### ASSIGNMENT
After locating the line that contains "hanging garment, placed", restate it and each later line word for word through the end of the records.

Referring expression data
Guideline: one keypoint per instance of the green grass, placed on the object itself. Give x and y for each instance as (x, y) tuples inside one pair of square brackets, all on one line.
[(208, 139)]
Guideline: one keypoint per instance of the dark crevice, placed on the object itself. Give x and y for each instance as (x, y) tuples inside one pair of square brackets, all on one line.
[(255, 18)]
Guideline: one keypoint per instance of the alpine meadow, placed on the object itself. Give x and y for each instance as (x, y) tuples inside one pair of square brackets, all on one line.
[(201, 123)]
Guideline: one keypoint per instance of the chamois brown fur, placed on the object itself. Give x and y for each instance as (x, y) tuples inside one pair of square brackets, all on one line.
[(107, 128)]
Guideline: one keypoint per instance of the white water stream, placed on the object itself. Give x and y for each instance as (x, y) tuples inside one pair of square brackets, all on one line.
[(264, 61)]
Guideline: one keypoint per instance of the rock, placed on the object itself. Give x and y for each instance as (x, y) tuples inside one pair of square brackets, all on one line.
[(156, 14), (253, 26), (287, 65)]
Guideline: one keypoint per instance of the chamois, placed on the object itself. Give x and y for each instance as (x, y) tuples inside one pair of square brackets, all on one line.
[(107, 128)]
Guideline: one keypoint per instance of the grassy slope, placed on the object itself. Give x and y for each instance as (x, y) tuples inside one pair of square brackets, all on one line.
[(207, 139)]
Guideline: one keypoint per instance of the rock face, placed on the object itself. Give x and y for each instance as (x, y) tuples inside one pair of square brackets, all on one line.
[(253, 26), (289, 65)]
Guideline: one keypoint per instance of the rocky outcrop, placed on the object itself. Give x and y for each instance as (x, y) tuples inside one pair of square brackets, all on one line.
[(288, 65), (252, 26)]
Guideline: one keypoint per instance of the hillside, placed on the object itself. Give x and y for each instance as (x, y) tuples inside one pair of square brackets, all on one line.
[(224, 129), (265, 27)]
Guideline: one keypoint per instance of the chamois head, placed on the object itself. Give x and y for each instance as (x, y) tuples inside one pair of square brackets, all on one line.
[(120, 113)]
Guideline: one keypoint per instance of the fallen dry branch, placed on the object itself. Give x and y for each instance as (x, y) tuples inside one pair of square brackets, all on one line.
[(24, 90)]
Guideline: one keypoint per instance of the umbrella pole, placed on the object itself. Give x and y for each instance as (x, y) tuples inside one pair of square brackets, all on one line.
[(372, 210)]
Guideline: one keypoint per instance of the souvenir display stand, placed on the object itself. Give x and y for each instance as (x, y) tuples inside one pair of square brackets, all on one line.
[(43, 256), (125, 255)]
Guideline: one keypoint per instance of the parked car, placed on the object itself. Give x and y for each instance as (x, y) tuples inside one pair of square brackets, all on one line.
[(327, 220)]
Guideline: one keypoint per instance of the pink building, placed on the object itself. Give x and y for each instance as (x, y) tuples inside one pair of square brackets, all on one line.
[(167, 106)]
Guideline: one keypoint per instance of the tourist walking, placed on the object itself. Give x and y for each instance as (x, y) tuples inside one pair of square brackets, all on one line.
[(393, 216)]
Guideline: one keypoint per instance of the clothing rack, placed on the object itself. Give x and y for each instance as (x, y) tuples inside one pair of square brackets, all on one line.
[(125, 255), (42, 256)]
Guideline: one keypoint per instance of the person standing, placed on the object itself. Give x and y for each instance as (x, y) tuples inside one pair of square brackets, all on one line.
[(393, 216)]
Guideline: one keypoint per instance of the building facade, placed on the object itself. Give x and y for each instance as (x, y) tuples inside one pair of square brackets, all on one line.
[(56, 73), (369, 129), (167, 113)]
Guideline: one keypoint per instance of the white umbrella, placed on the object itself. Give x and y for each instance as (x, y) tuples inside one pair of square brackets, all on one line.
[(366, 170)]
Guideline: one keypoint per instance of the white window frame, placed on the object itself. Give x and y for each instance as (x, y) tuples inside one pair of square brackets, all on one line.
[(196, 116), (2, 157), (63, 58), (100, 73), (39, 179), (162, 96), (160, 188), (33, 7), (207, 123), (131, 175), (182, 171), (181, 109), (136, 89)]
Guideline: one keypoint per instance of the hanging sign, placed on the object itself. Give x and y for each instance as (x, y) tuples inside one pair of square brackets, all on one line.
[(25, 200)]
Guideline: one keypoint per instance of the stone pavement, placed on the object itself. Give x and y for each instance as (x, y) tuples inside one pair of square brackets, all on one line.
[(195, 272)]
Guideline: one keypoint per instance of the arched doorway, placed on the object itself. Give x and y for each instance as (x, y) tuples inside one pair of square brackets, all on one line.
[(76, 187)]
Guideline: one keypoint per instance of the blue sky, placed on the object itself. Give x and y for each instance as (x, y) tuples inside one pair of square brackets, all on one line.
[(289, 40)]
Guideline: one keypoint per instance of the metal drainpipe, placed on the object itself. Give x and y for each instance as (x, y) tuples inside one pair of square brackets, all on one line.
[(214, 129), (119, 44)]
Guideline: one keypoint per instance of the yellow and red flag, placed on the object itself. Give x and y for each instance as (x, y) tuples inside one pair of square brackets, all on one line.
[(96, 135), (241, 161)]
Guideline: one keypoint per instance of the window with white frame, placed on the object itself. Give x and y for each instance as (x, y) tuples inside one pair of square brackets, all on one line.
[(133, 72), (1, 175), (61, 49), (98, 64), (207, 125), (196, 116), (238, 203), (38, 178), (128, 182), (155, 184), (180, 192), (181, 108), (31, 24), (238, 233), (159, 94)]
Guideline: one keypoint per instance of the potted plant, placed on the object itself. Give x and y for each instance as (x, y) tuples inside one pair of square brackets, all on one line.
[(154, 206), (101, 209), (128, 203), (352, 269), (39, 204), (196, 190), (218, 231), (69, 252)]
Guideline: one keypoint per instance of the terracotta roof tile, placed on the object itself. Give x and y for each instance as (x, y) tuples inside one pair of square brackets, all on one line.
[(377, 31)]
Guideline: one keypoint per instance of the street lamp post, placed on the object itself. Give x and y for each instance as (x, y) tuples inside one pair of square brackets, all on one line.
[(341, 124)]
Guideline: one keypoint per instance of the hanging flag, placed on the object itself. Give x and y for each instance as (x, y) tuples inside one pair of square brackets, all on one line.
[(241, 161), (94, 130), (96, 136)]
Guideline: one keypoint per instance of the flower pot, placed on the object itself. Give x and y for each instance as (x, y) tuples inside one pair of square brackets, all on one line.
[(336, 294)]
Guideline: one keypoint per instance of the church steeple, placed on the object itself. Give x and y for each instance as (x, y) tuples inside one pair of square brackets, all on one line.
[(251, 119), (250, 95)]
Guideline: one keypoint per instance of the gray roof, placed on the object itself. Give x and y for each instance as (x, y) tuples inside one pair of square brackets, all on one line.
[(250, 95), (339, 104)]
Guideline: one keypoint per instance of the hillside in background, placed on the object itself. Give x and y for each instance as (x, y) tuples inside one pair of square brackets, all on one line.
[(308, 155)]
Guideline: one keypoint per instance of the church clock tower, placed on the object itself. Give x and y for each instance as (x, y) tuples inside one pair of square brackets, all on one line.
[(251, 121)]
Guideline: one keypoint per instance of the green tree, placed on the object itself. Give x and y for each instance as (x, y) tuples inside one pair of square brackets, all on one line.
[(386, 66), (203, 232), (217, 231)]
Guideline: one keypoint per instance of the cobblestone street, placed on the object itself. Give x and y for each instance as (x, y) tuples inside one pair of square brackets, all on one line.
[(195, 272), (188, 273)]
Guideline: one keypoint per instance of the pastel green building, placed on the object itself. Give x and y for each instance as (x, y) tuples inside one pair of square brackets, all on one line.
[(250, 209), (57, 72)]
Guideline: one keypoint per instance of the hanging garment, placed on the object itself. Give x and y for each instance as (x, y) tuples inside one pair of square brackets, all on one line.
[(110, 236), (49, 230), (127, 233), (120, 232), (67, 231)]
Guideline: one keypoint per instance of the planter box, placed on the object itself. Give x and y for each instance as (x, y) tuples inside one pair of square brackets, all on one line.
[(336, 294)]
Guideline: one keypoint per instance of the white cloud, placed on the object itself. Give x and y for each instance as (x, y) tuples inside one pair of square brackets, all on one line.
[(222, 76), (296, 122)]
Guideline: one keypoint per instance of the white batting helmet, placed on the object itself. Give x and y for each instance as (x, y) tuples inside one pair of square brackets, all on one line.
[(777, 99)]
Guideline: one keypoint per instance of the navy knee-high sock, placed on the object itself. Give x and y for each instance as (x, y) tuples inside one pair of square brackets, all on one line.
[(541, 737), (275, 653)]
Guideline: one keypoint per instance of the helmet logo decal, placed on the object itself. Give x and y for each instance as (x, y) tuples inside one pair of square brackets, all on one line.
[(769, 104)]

### ANSWER TO THIS PROBLEM
Guideline: one keypoint per instance of the hanging garment, placed on the object itself. Give x and y for each instance as (x, y) tuples inside one pair of square brackets, all on one line.
[(110, 236), (49, 230), (127, 233), (120, 232), (67, 231)]
Guideline: one keypoint per instance of the planter box, placed on the object itself. Give x and y for each instance as (x, y) tuples inside one pair of square brackets, all on one line.
[(336, 294)]
Guideline: one keypoint per instance of the white cloud, placed on the object itself. Give x and y for each instance as (x, y) tuples inside one pair of square brackets, all on one line.
[(222, 76), (296, 122)]
Guideline: one keypoint per instance of the white batting helmet, placed on the object itself. Give x and y for each instance as (x, y) tuples inside one pair of square brackets, all on one line.
[(777, 99)]
Guideline: one keypoint per instance of the navy knee-high sock, placed on the object itself. Give x and y for each instance as (x, y) tuples inside one pair of square brackets, all on one line.
[(541, 737), (275, 653)]
Guideline: one keypoint per instance of the helmet logo decal, placed on the object itself. Give x and y for each instance as (x, y) tuples inside one pair of square brackets, all on one line.
[(769, 104)]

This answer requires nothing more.